■ **Exercise requirements**
Show each line below that contains the word "with", copying every such line in full.

■ **Source records**
____

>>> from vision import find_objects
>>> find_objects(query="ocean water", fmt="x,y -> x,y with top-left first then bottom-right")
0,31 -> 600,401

____

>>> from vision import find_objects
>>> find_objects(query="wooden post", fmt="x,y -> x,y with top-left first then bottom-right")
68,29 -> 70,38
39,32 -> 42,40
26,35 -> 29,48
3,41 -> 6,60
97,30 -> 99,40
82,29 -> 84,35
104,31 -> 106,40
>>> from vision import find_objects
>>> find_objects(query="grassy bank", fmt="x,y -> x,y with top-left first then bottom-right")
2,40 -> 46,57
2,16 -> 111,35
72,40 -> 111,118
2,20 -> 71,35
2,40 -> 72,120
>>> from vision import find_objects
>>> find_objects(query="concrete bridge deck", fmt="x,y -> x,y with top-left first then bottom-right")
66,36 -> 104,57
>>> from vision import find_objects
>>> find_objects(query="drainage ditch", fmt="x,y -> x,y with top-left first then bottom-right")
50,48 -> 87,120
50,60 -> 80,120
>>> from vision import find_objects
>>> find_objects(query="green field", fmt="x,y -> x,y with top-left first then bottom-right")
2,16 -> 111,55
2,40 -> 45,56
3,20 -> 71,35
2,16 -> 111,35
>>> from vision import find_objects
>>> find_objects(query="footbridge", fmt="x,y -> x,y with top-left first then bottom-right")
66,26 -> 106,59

____

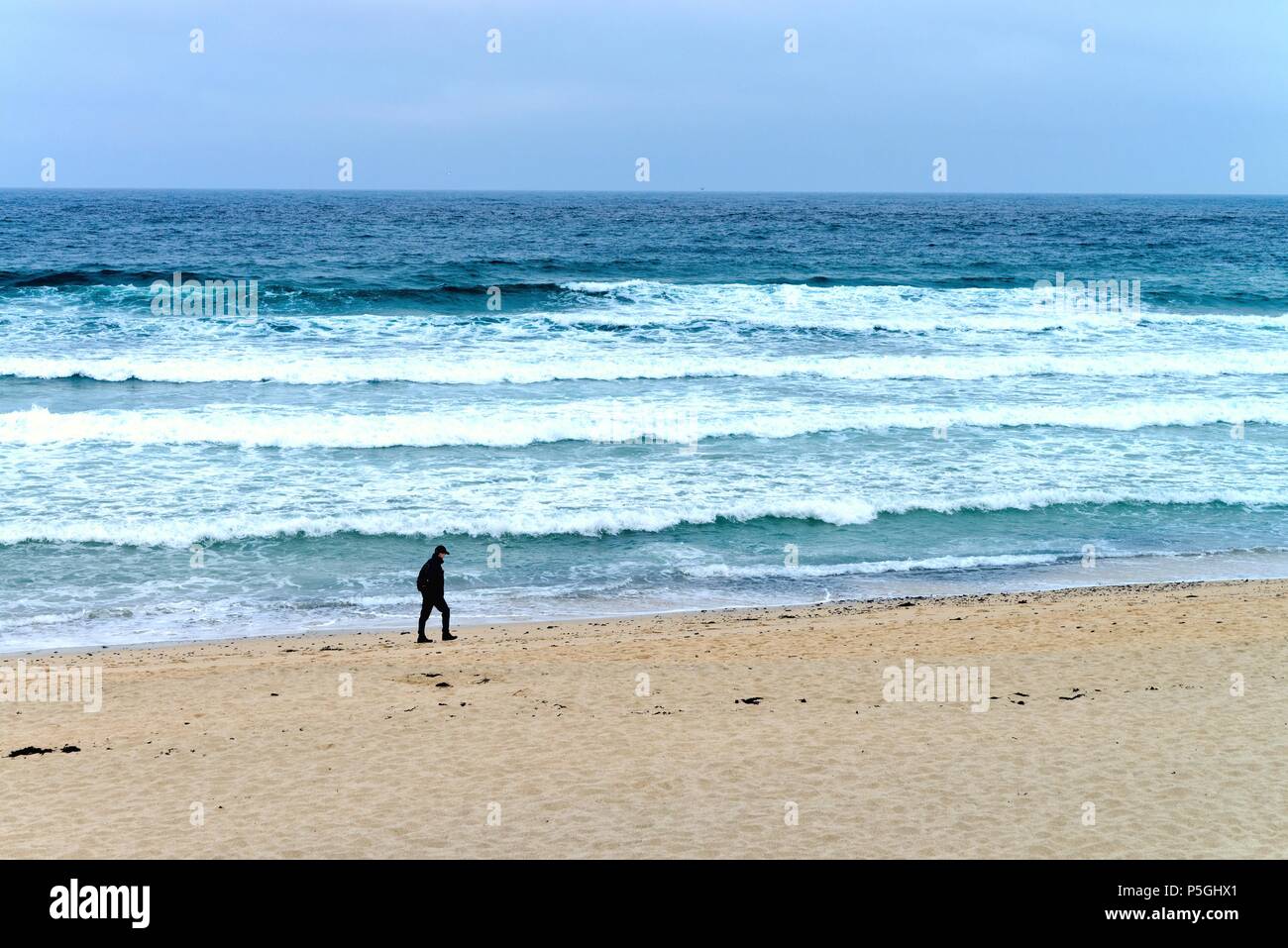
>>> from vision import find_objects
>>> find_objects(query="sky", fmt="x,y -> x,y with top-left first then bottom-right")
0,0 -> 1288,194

____

■ **Full output**
>>> find_objects(query="ocean water", fmt="x,y -> x,y with top-left first then bottom-right")
>>> find_objects(query="wooden post", fmt="x,y -> x,y with top-left first then bottom-right")
>>> find_objects(query="grassy bank", fmt="x,y -> x,y with top-left first then bottom-right")
>>> find_objects(query="concrete bridge deck", fmt="x,y -> x,y with top-left first then bottom-right")
>>> find_objects(query="drainage ditch", fmt="x,y -> x,y with top-left first then bottom-right")
>>> find_objects(query="green field", fmt="x,y -> x,y with top-left first then bottom-right")
>>> find_objects(query="footbridge", fmt="x,y -> x,y with top-left first then bottom-right")
>>> find_objects(query="sky", fmt="x,y -> x,y with top-left first then bottom-right")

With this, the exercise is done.